Pointing dataset rows

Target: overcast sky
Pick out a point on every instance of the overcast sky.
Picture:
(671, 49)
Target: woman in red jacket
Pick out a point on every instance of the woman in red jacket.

What the task requires: Please rewrite all of the rows above, requests included, and lower every coordinate in the answers by 26.

Full output:
Target: overcast sky
Pick out a point on every instance of the overcast sky.
Picture:
(645, 23)
Target: woman in red jacket
Pick out a point on every instance of the woman in red jacket.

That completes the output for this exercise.